__To do__. Write out the records below word for word, please.

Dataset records
-- Opening Marker --

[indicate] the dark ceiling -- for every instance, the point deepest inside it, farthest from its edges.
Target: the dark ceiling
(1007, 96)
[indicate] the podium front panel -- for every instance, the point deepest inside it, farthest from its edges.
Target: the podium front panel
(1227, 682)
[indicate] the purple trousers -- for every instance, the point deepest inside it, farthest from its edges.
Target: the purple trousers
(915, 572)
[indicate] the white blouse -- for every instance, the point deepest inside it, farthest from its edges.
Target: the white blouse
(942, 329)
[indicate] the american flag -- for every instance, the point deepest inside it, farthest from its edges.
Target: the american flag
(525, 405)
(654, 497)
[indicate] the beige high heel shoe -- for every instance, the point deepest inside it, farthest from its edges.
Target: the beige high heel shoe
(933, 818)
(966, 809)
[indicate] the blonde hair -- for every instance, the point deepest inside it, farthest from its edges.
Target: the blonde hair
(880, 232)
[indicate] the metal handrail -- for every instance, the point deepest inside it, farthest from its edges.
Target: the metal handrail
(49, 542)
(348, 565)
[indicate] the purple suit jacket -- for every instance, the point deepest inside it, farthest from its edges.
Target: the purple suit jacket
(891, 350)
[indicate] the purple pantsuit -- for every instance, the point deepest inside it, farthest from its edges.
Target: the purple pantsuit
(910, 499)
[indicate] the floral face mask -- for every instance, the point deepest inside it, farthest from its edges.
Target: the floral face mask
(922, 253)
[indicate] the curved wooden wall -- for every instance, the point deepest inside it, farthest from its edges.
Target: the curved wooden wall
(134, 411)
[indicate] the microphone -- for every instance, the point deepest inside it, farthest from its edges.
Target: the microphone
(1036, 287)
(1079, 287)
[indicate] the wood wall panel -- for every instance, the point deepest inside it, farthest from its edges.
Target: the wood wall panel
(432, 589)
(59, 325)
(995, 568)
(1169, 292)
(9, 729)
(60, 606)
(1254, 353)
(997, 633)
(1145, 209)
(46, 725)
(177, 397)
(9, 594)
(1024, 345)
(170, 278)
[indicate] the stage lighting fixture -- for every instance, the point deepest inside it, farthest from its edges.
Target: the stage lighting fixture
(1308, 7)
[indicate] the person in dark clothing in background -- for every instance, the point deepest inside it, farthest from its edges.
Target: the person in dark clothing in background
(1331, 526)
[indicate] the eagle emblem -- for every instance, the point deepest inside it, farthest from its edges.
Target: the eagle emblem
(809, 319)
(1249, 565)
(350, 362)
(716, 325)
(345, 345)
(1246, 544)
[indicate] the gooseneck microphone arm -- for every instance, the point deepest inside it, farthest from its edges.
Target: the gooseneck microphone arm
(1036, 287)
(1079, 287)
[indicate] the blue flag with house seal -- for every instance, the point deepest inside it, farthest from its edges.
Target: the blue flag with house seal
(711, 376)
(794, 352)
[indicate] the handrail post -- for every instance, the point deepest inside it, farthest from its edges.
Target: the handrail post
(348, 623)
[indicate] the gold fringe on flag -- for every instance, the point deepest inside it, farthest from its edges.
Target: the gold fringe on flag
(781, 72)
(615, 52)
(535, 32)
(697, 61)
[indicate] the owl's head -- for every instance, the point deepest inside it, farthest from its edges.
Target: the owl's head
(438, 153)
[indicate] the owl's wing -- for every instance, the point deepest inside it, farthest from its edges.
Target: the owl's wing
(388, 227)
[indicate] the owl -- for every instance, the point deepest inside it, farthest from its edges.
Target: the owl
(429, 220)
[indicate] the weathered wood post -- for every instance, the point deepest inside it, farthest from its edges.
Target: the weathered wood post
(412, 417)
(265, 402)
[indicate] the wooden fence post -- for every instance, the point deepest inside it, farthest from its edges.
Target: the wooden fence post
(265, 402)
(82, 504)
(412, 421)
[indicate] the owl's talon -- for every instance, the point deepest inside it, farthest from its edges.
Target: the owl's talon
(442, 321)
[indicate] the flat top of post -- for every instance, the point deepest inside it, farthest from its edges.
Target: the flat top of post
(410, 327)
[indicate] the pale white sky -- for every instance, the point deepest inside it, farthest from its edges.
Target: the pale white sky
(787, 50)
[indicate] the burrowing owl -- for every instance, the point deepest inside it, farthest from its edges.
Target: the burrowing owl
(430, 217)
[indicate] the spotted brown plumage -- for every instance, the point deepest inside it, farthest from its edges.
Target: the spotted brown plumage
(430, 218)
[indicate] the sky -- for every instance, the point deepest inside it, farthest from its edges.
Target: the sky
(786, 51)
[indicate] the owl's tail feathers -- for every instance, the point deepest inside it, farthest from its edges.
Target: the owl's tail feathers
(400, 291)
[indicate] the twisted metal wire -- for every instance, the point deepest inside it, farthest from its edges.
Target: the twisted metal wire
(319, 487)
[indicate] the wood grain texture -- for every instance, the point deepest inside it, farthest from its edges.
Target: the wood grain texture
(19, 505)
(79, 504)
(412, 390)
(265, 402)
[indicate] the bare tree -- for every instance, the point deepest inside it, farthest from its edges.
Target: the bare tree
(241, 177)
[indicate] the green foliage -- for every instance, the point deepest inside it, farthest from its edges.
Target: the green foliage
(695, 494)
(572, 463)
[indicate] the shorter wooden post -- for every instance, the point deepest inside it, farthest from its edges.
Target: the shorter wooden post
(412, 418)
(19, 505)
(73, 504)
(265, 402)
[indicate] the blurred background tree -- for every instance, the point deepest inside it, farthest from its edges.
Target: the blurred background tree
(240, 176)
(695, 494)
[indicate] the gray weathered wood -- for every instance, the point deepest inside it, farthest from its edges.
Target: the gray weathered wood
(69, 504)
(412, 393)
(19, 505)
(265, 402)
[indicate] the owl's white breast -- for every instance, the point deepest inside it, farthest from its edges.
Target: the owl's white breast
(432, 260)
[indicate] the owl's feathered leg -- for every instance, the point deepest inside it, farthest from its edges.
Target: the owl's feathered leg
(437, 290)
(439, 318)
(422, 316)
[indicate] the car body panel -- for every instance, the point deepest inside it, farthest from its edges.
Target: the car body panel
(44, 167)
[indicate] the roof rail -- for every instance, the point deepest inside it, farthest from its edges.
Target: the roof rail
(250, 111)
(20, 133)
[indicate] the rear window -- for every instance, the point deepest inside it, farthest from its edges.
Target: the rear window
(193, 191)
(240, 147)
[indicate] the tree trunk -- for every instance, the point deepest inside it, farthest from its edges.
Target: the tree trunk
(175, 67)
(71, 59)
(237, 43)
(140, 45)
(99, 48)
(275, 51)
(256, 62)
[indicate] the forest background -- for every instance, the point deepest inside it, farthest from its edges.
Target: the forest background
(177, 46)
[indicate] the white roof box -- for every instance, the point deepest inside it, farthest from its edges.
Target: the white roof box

-- Closing Marker --

__Solution for this problem__.
[indicate] the dark ceiling -- for every instance, the point deepest inside it, farthest from its edges.
Target: the dark ceiling
(1007, 96)
[indicate] the podium front panel -- for every instance, the point deepest inside it, farthest from its edges.
Target: the podium front panel
(1227, 682)
[indicate] the purple trousers -- for every instance, the point deepest inside it, farthest from its edges.
Target: the purple trousers
(915, 572)
[indicate] the white blouse -- for every instance, the point deepest inside it, farthest from its edges.
Target: the white blouse
(942, 329)
[indicate] the american flag -- for every instance, the point deepest inside it, farthest from its edges.
Target: the american flag
(525, 405)
(654, 497)
[indicate] the beige high heel shoe -- for every instance, the point deepest inside it, farthest from its edges.
Target: the beige high heel shoe
(933, 818)
(966, 809)
[indicate] the blonde hair -- for every instance, the point deepest inside it, farthest from its edges.
Target: the blonde hair
(880, 232)
[indicate] the metal handrail -- for every instance, the point deepest inside it, farthest from its edges.
Target: the metal handrail
(49, 542)
(348, 565)
[indicate] the purple suit jacket -- for every instance, the point deepest inside it, farthest from its edges.
Target: the purple suit jacket
(891, 350)
[indicate] the purple pantsuit -- for every instance, the point deepest inside it, farthest from its edges.
Target: the purple pantsuit
(910, 499)
[indicate] the floral face mask -- for every instance, the point deepest inside it, farthest from its edges.
Target: the floral face mask
(922, 253)
[indicate] the curved wooden wall -- for every instance, the point deepest inside it, farthest from its edges.
Target: the curved wooden wall
(134, 411)
[indicate] the microphone -- for every instance, the point deepest inside it, farthest from its edges.
Target: the microphone
(1036, 287)
(1079, 287)
[indicate] the wood wall panel -- for every instance, the point deepest inside it, farthest from its edges.
Target: the wood wall panel
(432, 589)
(59, 325)
(995, 568)
(1169, 292)
(9, 729)
(60, 606)
(1254, 353)
(997, 633)
(1145, 209)
(46, 725)
(177, 397)
(9, 594)
(1024, 345)
(170, 278)
[indicate] the stage lighting fixture -- for every instance, the point deepest inside it, farthest from its edges.
Target: the stage lighting fixture
(1308, 7)
[indicate] the person in dark clothing in background -- for every instance, the point deepest inside it, farthest from its edges.
Target: the person in dark clothing in background
(1331, 526)
[indicate] the eagle emblem -- for every instance, the point deepest inside it, farthest from its edges.
Target: the eagle emblem
(809, 319)
(1249, 565)
(350, 362)
(716, 325)
(345, 345)
(1246, 544)
[indicate] the gooseneck microphone arm -- for every instance, the point deepest inside it, farthest from its edges.
Target: the gooseneck microphone arm
(1036, 287)
(1079, 287)
[indicate] the blue flag with house seal -- for every instance, the point deepest inside it, farthest from its edges.
Target: the blue flag with house seal
(711, 376)
(794, 352)
[indicate] the handrail post -- for every instance, the point deepest inside it, farthest from its edges.
Target: the handrail post
(348, 623)
[indicate] the gold fringe on flag -- for every instance, the point deepest inside it, farthest from its edges.
Target: the gold fringe on flag
(781, 72)
(615, 52)
(535, 32)
(697, 61)
[indicate] the owl's head -- for every instance, the point deepest inside it, farthest from its edges.
Target: the owl's head
(438, 153)
[indicate] the owl's wing -- for every instance, the point deepest inside it, farthest from its edges.
Target: the owl's wing
(388, 227)
[indicate] the owl -- for every instance, the point deepest inside it, farthest from its edges.
Target: the owl
(429, 220)
[indicate] the weathered wood post -- for every instance, the point deepest inside it, farthest from its edges.
Target: the weathered wood post
(412, 417)
(265, 402)
[indicate] the wooden fence post -- for every instance, the point deepest inside it, farthest from its edges.
Target: the wooden fence post
(265, 402)
(82, 504)
(412, 421)
[indicate] the owl's talon -- for every instance, the point deepest inside it, farthest from its edges.
Target: the owl's talon
(442, 321)
[indicate] the flat top of post -- for every instance, the point deepest inside it, farthest from its edges.
Target: the flat top of post
(410, 327)
[indicate] the pale white sky -- for every instance, the point deepest inside it, farthest from its edges.
Target: the pale white sky
(787, 50)
[indicate] the burrowing owl -- for every instance, the point deepest inside it, farthest from its edges.
Target: the burrowing owl
(430, 217)
[indicate] the spotted brown plumage -- for every instance, the point deepest inside it, farthest from its edges.
Target: the spotted brown plumage
(430, 218)
[indicate] the sky -- for every instance, the point deepest inside it, farthest from its edges.
Target: the sky
(786, 51)
[indicate] the owl's tail feathers -- for every instance, the point deepest inside it, farthest from its edges.
Target: the owl's tail feathers
(400, 291)
[indicate] the twisted metal wire -- for every instance, the point deepest inside it, farthest from its edges.
Target: the twisted metal wire
(319, 487)
[indicate] the wood grain texture -- for every instance, the point deepest inside it, farthest from its edges.
Target: the wood grain texture
(19, 505)
(79, 504)
(412, 390)
(265, 402)
[indicate] the bare tree -- for every instance, the point deepest inside it, farthest from its edges.
Target: the bare tree
(241, 177)
[indicate] the green foliage -- for every instance, the point deepest inside it, farthest from its edges.
Target: the green foliage
(695, 494)
(572, 463)
[indicate] the shorter wooden post -- for every instance, the point deepest inside it, farthest from its edges.
Target: the shorter wooden post
(412, 418)
(19, 505)
(73, 504)
(265, 402)
[indicate] the blurred background tree -- for every instance, the point deepest inside it, farthest from its edges.
Target: the blurred background tree
(240, 176)
(695, 494)
[indicate] the gray weathered wood -- for every instance, the point deepest inside it, farthest from its edges.
Target: the gray weathered wood
(69, 504)
(412, 393)
(19, 505)
(265, 402)
[indicate] the owl's white breast -- for every instance, the point deepest inside it, farthest from its edges.
Target: the owl's white breast
(432, 260)
[indicate] the owl's feathered leg -- for every instance, the point deepest inside it, farthest from its edges.
Target: the owl's feathered leg
(437, 290)
(439, 318)
(422, 316)
[indicate] the car body panel -- for every instance, the point deepest inside it, farthest from its edges.
Target: the car body panel
(44, 167)
[indicate] the roof rail -- for every instance, the point deepest inside it, farthest from its edges.
Target: the roof rail
(250, 111)
(20, 133)
[indicate] the rear window -- for every instance, the point deepest inside it, farthest from its edges.
Target: the rear window
(193, 191)
(240, 147)
[indicate] the tree trunk -- for every instance, the point deepest inside it, farthest from its edges.
Target: the tree trunk
(175, 67)
(71, 59)
(237, 43)
(140, 45)
(99, 48)
(275, 51)
(256, 62)
[indicate] the forest background -- for every instance, the point deepest inside it, farthest from its edges.
Target: the forest background
(177, 46)
[indicate] the white roof box -- for every instance, the point deepest inside it, farthest from its edges.
Target: the white roof box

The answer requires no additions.